▸ **SOURCE EXTRACT**:

Interestingly, I’ve been unable to reproduce this. It appears to only happen when using the fly-replay header functionality, but not to all users (I use fly-prefer-region to simulate a fly-replay situation and the POST replays and completes successfully for me). One of the users who experienced this also used fly-prefer-region to set their region to the primary region and the POST request finished successfully as well.
So here’s what I know:
It happens on certain POST requests, but not all of them
It happens on requests that need to be replayed
It happens after the request has been replayed (my server successfully sends the response with the fly-replay header, and then the error happens)
It only happens to certain users
@jsierles told me this looks like a router error. In some ways this looks similar to 502 Errors for POST requests except there’s a different error message.
For an abundance of information, here’s a more complete log of the user experience that triggers this issue:
Ahhh I’m glad you posted this! We have much better error logs for these kinds of errors, so we can see exactly what caused it.

▸ **TASK INSTRUCTIONS**:
a) Answer these from the thread:
(i) Which header does the writer use to simulate a fly-replay situation?
(ii) Who told the writer that this looks like a router error?
(iii) In the last reply, what does the team say it has much better of for these kinds of errors?
b) Copy, word for word, the part of the thread that opens with the words containing "So here’s what" and closes with "the error happens)".

▸ **GIVEN ENTRIES**:

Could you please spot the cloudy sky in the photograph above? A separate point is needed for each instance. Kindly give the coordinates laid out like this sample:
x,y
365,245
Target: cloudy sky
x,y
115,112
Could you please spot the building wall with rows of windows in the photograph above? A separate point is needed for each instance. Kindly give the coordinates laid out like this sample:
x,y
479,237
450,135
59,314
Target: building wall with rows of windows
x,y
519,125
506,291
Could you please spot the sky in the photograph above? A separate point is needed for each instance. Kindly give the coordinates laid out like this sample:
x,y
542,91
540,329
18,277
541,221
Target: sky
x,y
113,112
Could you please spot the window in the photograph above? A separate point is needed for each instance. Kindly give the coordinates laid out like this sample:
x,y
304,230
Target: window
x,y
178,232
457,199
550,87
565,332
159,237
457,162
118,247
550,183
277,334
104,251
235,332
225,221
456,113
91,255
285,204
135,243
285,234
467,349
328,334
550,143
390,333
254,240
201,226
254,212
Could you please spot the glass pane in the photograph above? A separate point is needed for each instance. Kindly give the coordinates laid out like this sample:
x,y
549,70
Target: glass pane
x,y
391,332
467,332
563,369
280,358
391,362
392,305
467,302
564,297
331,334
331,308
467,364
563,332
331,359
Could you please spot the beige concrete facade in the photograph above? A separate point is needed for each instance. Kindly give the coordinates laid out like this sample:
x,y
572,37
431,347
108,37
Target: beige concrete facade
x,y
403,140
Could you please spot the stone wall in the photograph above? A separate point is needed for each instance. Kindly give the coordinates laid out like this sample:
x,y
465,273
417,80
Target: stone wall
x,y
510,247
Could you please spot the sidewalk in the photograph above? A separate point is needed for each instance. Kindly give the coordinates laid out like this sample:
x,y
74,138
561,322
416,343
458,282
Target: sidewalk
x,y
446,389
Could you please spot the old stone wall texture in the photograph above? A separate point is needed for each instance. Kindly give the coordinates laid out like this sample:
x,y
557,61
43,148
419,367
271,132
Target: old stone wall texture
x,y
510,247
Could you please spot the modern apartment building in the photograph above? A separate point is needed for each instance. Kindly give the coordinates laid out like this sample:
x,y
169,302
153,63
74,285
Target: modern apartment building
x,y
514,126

▸ **THE RESULTS**:
a)
(i) fly-prefer-region
(ii) @jsierles
(iii) Error logs

b)
So here’s what I know:
It happens on certain POST requests, but not all of them
It happens on requests that need to be replayed
It happens after the request has been replayed (my server successfully sends the response with the fly-replay header, and then the error happens)